# START OF SOURCE EXCERPT

"The future is already here, it is just not sufficiently distributed"
German eccentric musician Felix Kubin seemed always more virtual than real. This time of his performance on Transmediale 2013 in freezing (again) Berlin even more – he was remotedly projected on screen and the director of press centre was hystecical about not reaching him for whole week. He might transform in a phosphorescent soap bubble in a second, so I tried to reach him on email which gets more possibility to catch him in the time and place “ Back When Pluto Was a Planet”. Or any other one.
Fortunately, he still remember his extravagant profile itv for my Xelectronic pages in Rock&Pop magazine in 2004 (Back When R&P Was The Best Music Magazine), so he kindly sacrificed some time to answer questions on his journey to Frankfurt to get an award for his new radio play – Orphée Mecanique. This years seems already very promissing to this overcreative scifi retro avantgardist – tour schedule is filled up (amongst other performing in May on Sonar festival in Barcelona or Teriaki Festival in Mans) and his long awaited new solo album is coming out in fall. Apart from that, he co-operates with the Polish Lounge Big Band Mitch & Mitch and curates an compilation of German underground tape artists coming out on Finders Keepers records.

# END OF SOURCE EXCERPT
# START OF INFORMATION SUPPLIED

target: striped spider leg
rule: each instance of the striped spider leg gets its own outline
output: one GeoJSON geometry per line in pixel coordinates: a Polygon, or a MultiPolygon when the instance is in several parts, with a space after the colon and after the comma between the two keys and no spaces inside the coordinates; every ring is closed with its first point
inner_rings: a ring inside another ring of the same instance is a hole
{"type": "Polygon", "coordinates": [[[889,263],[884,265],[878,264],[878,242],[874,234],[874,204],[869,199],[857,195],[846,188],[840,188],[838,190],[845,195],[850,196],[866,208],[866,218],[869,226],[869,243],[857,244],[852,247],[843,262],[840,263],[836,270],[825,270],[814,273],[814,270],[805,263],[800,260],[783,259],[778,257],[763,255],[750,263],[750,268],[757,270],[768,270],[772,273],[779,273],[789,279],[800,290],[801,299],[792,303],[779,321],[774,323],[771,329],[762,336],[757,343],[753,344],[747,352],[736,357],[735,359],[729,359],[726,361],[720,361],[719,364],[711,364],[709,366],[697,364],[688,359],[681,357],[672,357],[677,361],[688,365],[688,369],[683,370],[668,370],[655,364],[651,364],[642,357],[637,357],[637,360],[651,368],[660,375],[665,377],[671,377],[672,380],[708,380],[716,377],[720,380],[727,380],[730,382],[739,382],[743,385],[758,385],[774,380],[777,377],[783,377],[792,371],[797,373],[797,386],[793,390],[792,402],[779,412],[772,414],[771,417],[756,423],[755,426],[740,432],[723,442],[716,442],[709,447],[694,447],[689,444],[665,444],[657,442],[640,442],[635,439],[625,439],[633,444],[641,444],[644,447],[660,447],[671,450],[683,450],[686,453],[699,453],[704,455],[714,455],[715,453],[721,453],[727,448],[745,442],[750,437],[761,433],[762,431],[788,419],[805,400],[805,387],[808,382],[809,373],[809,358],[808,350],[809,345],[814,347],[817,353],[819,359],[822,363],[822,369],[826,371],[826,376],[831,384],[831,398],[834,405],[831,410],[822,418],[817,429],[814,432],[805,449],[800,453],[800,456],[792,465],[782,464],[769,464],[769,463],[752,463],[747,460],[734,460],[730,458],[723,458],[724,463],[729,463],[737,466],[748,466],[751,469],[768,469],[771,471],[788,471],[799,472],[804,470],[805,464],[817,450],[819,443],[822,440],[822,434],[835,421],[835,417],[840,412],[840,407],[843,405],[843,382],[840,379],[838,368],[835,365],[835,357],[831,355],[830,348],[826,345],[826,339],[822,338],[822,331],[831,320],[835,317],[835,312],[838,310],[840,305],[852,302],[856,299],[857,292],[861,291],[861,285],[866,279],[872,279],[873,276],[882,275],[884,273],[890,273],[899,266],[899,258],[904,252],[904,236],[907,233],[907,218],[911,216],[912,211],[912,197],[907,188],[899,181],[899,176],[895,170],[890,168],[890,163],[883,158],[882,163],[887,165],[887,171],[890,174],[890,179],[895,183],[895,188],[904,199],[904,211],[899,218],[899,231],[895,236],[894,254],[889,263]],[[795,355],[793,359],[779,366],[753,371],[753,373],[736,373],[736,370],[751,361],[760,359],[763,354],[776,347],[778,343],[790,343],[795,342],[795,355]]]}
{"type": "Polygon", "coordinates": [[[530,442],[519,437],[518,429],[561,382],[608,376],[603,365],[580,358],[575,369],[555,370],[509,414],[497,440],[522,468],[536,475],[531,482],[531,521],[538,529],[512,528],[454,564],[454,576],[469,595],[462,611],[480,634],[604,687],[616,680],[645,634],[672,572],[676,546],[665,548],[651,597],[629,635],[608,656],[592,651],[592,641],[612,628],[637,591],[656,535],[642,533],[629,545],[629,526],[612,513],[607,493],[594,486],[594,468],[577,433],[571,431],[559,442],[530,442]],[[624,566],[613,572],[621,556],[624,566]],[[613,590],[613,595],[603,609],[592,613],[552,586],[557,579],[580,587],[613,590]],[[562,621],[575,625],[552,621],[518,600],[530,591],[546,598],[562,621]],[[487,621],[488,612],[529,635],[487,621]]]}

# END OF INFORMATION SUPPLIED

§ TO DO
a: Reproduce a passage from the Felix Kubin text, starting at "Fortunately, he still" and ending at "Finders Keepers records.".
b: Turn the paragraph of the Felix Kubin text that begins "Fortunately, he still remember" into a short bulleted list of its main facts.

§ SET OF ANSWERS
a:
Fortunately, he still remember his extravagant profile itv for my Xelectronic pages in Rock&Pop magazine in 2004 (Back When R&P Was The Best Music Magazine), so he kindly sacrificed some time to answer questions on his journey to Frankfurt to get an award for his new radio play – Orphée Mecanique. This years seems already very promissing to this overcreative scifi retro avantgardist – tour schedule is filled up (amongst other performing in May on Sonar festival in Barcelona or Teriaki Festival in Mans) and his long awaited new solo album is coming out in fall. Apart from that, he co-operates with the Polish Lounge Big Band Mitch & Mitch and curates an compilation of German underground tape artists coming out on Finders Keepers records.

b:
- Kubin remembered his profile for the writer's Xelectronic pages in Rock&Pop magazine in 2004.
- He answered the questions while traveling to Frankfurt to receive an award for his new radio play, Orphée Mecanique.
- His tour schedule is full, including performances in May at the Sonar festival in Barcelona and the Teriaki Festival in Mans.
- His new solo album is due out in the fall.
- He is working with the Polish Lounge Big Band Mitch & Mitch.
- He is curating a compilation of German underground tape artists for Finders Keepers records.